Selected text -
2013 public transit disaster in Granges-près-Marnand, Switzerland

On 29 July 2013, two passenger trains were involved in a head-on collision at Granges-près-Marnand, Switzerland, killing one person and injuring 25 others.

==Accident==
At 18:50 CEST (16:50 UTC), two passenger trains were involved in a head-on collision at Granges-près-Marnand, Vaud, Switzerland, on the Palézieux–Payerne line. Initially, it was reported that up to 44 people were injured, five seriously. This was later revised to 25 injured. The 24-year-old driver of the train heading to Granges-près-Marnand was killed in the crash: His body was recovered in the early hours of 30 July. The injured were taken to hospitals in Lausanne and Payerne. All but three of the injured had been discharged from hospital by 30 July. Both of the trains were operated by Swiss Federal Railways.

==Disruption==
As a result of the accident, train services were suspended between Moudon and Payerne. A bus replacement service was provided. The line was scheduled to be reopened in the afternoon of 30 July.

Entries shown -
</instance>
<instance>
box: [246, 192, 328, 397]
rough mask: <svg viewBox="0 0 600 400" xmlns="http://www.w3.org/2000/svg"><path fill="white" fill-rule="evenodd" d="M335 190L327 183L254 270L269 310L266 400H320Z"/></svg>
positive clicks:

Things to do -
a) Answer these about the text on the Granges-près-Marnand collision:
(i) At what time CEST did the trains collide?
(ii) Which company ran both trains?
(iii) Between which two places were train services suspended?
b) In the text on the Granges-près-Marnand collision, rewrite the part starting at "On 29 July 2013, two" and ending at "injuring 25 others.", switching "passenger trains" to "commuter trains".
The records that come after the text are separate material and are unrelated to it.

Solutions -
a)
(i) 18:50 CEST
(ii) Swiss Federal Railways
(iii) Moudon and Payerne

b)
On 29 July 2013, two commuter trains were involved in a head-on collision at Granges-près-Marnand, Switzerland, killing one person and injuring 25 others.